Saved entries -
_ _ _ _

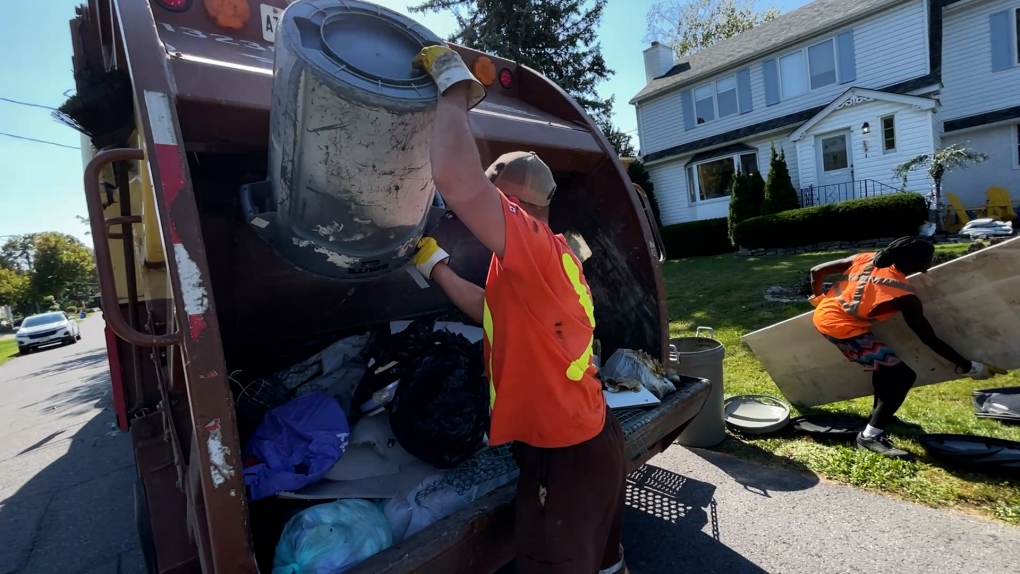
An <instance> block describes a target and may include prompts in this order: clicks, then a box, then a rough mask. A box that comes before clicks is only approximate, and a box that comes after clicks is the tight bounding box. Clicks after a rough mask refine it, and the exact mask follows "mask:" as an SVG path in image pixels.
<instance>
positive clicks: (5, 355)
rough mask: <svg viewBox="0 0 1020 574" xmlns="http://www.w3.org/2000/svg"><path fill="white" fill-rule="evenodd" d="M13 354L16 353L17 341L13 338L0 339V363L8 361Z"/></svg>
mask: <svg viewBox="0 0 1020 574" xmlns="http://www.w3.org/2000/svg"><path fill="white" fill-rule="evenodd" d="M14 355H17V342H16V341H14V340H13V338H5V340H3V341H0V365H2V364H4V363H6V362H7V361H9V360H10V358H11V357H13V356H14Z"/></svg>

_ _ _ _

Instructions for the task -
Present the lines above as a numbered list, omitting any blank lines and leaving out the pictures.

Result of the exercise -
1. An <instance> block describes a target and may include prompts in this order: clicks, then a box, then a rough mask. A box that comes before clicks is only approximate, and a box that comes after clicks is the tight bounding box. Clicks after a rough mask refine it, and the exact mask follows "mask:" as an SVG path in image pixels.
2. <instance>
3. positive clicks: (5, 355)
4. rough mask: <svg viewBox="0 0 1020 574" xmlns="http://www.w3.org/2000/svg"><path fill="white" fill-rule="evenodd" d="M13 354L16 353L17 341L13 338L0 339V363L8 361Z"/></svg>
5. mask: <svg viewBox="0 0 1020 574" xmlns="http://www.w3.org/2000/svg"><path fill="white" fill-rule="evenodd" d="M14 355H17V342H16V341H14V340H13V338H5V340H3V341H0V365H2V364H4V363H6V362H7V361H9V360H10V358H11V357H13V356H14Z"/></svg>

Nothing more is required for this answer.